PROBLEMS TO SOLVE
- 1) Print everything in the letter supporting the bond vote from "The ICCSD’s 10-year" down to "and our teachers.".
- 2) According to the letter supporting the bond vote, by what year will all elementary schools be air conditioned and ADA-accessible if the bond passes?

Letters: In support of the ICCSD GO bond vote

Letters to the Editor

> As the long-time principal of Hills Ele­mentary, I watched for many years as the school district took a less-planned ap­proach to addressing facility needs. Where there was rapid growth, a new school was built or renovated. This frequently left our older schools forgotten. My school was often considered later in the thinking pro­cess because it seemed small, and was not deemed worthy of attention.

The ICCSD’s 10-year Facility Master Plan is designed to be a comprehensive approach to improving all of our schools and, with four years down and six years yet to go, it’s time that we put aside our differences and vote yes for our kids and our teachers.

Hills Elementary has already benefited with renovations from the Facility Master Plan, and the families of Hills will contin­ue to benefit from the bond-dependent work yet to be done at Northwest Junior High and West High over the next three years. With bond passage, all of our ele­mentary schools will be air conditioned and ADA-accessible by 2019, with the junior highs finished by 2020 and high schools completed by 2021. These are not options but necessities.

LISTED RECORDS
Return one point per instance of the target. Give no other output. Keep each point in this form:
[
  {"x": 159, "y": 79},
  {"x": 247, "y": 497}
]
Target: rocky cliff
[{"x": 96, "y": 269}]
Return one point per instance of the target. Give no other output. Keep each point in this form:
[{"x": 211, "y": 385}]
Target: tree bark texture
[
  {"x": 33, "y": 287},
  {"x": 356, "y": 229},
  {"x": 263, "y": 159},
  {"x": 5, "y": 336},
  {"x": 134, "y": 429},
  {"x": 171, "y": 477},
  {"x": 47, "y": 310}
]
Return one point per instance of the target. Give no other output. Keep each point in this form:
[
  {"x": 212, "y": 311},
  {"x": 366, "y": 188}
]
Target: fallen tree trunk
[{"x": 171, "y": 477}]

TASK-BY-TASK ANSWERS
- 1)
The ICCSD’s 10-year Facility Master Plan is designed to be a comprehensive approach to improving all of our schools and, with four years down and six years yet to go, it’s time that we put aside our differences and vote yes for our kids and our teachers.

- 2) All elementary schools will be air conditioned and ADA-accessible by 2019.